EXTRAIT DU TEXTE:
◆ ◆ ◆ ◆
La photo dans la peau

Né en 2001 à Aigle, Gabriel Monnet a grandi à Bex. Photographe de presse, spécialisé dans les images sportives, il reçoit le premier prix du Swiss Press Photo 2022, dans la catégorie « sports », pour son cliché de l’athlète paralympique suisse Marcel Hug. Cette consécration inattendue l’a conforté dans une voie tracée depuis longtemps.

 

Gabriel Monnet
Gabriel Monnet

 

Le cliché victorieux, capturé en fin de course, alors que Marcel Hug regarde son résultat sur l’écran géant, nous saisit à plus d’un titre. D’abord, nous percevons l’effort venant d’être consenti, en raison de la bouche entrouverte reprenant son souffle, ensuite, les perles de pluie ruisselante sur le casque du sportif témoignent de conditions climatiques difficiles, enfin le reflet de la piste dans celui-ci, masquant les yeux de l’athlète, propose une plongée dans ses pensées.
◆ ◆ ◆ ◆
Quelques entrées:
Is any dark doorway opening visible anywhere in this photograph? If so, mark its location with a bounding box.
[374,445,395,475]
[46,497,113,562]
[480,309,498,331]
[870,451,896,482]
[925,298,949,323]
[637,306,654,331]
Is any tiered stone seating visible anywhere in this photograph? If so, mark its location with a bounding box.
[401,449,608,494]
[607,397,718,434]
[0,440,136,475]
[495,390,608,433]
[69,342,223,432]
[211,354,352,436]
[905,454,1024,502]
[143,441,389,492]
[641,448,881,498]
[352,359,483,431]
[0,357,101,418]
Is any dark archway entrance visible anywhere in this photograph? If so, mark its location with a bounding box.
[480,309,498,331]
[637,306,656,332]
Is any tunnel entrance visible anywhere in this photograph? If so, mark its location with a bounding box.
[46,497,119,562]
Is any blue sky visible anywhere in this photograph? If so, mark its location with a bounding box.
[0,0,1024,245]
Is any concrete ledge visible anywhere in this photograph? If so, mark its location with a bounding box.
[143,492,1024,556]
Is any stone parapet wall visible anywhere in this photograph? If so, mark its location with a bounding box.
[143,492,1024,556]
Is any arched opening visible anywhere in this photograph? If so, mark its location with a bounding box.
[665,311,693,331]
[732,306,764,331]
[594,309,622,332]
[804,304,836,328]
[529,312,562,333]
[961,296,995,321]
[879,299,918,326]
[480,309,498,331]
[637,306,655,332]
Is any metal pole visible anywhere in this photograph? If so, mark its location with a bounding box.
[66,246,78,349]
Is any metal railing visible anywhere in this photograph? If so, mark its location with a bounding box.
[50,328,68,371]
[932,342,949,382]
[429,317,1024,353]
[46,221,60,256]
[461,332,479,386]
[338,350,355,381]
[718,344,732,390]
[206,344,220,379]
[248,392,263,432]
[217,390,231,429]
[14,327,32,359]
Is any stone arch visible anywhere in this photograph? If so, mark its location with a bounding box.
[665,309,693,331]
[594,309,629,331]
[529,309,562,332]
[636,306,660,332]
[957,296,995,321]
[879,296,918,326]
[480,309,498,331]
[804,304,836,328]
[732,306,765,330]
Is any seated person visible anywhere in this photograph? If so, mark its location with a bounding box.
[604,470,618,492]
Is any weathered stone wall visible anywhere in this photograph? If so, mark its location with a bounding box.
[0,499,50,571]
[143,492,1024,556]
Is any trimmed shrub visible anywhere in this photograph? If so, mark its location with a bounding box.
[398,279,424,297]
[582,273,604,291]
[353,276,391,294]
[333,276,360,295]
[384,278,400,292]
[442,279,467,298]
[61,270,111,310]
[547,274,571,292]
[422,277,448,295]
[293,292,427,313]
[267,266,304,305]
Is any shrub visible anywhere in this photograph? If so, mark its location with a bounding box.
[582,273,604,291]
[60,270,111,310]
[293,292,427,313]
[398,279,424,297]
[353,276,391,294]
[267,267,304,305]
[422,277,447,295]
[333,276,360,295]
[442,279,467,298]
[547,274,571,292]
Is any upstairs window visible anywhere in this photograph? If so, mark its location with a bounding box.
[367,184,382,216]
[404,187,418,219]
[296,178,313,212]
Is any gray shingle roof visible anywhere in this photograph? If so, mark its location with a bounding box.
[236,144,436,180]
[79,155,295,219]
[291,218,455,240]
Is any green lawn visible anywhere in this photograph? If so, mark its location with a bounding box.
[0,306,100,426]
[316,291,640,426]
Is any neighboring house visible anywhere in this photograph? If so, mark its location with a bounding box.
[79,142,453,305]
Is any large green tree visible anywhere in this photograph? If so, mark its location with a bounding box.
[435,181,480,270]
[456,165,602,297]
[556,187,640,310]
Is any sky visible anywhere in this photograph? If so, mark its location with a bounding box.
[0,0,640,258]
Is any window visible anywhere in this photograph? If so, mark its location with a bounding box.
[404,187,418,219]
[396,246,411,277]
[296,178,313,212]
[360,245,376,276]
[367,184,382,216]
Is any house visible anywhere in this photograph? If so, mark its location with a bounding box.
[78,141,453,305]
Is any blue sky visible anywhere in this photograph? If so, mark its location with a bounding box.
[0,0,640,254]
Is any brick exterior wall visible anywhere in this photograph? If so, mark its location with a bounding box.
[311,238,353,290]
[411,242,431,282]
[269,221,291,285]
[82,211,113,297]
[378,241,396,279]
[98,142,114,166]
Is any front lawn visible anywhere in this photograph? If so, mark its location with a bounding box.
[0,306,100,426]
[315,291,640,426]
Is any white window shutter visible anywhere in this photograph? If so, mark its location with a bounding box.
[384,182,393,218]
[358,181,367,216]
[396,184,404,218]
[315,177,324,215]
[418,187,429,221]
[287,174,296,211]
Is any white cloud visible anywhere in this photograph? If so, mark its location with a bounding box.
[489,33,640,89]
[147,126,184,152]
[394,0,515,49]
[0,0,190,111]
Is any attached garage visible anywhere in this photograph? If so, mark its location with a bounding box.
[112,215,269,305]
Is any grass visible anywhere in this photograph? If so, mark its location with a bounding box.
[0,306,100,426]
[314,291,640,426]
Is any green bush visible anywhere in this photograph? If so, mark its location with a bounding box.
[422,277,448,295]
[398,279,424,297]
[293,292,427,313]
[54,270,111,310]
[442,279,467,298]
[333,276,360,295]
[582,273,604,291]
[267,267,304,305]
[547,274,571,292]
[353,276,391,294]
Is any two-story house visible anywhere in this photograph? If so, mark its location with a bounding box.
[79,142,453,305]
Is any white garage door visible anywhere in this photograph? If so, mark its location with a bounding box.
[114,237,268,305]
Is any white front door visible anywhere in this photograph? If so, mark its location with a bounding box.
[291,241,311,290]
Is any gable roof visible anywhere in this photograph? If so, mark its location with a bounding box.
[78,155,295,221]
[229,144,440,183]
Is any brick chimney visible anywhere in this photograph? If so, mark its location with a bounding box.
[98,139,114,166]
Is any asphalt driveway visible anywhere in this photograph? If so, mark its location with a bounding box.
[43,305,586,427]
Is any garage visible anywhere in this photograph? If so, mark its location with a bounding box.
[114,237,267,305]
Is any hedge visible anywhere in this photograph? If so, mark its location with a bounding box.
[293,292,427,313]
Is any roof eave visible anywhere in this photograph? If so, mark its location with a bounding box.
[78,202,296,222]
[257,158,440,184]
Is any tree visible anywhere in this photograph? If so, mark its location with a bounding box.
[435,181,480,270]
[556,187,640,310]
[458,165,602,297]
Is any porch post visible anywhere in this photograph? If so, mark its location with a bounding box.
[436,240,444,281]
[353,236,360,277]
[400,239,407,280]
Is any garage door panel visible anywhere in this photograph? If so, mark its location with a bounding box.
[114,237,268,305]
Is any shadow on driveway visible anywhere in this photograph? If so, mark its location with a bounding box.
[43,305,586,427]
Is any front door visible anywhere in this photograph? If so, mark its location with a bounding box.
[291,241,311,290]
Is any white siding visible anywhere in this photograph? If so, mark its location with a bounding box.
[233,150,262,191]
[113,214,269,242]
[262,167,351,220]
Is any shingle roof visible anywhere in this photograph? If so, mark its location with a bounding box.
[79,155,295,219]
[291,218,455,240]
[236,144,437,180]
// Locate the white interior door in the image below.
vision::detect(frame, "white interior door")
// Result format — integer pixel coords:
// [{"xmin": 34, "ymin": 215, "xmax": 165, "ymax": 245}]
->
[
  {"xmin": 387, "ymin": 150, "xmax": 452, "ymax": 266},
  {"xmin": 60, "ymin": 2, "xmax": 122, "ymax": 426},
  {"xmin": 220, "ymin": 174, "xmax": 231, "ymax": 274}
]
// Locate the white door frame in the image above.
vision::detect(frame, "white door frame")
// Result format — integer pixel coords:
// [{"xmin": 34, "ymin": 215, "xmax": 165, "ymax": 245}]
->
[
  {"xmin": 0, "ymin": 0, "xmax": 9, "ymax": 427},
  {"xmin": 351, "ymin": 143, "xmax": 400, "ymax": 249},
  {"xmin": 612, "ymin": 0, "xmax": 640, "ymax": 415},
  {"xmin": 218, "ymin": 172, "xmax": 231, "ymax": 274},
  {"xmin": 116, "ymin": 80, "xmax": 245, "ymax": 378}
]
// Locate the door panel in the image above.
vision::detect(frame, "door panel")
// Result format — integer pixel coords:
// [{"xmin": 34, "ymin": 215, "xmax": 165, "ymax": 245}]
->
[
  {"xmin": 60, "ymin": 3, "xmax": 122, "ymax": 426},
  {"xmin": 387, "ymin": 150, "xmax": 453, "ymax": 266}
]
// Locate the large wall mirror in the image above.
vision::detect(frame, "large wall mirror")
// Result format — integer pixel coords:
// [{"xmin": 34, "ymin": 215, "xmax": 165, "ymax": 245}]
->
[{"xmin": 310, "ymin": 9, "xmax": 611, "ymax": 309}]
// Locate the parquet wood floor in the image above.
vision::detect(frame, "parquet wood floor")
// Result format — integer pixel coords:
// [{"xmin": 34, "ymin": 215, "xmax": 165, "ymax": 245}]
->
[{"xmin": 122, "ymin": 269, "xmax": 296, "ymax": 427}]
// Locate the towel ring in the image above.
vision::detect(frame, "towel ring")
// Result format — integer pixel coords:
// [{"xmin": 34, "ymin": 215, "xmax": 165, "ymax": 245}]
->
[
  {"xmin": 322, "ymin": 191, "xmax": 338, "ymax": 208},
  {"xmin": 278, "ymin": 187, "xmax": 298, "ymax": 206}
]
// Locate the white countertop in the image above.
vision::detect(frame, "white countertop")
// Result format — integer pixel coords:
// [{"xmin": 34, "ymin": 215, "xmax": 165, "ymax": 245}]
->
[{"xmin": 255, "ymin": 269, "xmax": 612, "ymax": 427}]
◆ ◆ ◆ ◆
CONSIGNE:
Recopiez tel quel le passage du texte sur Gabriel Monnet qui va de « Né en 2001 à » à « tracée depuis longtemps. », ces deux bouts inclus.

RÉPONSE:
Né en 2001 à Aigle, Gabriel Monnet a grandi à Bex. Photographe de presse, spécialisé dans les images sportives, il reçoit le premier prix du Swiss Press Photo 2022, dans la catégorie « sports », pour son cliché de l’athlète paralympique suisse Marcel Hug. Cette consécration inattendue l’a conforté dans une voie tracée depuis longtemps.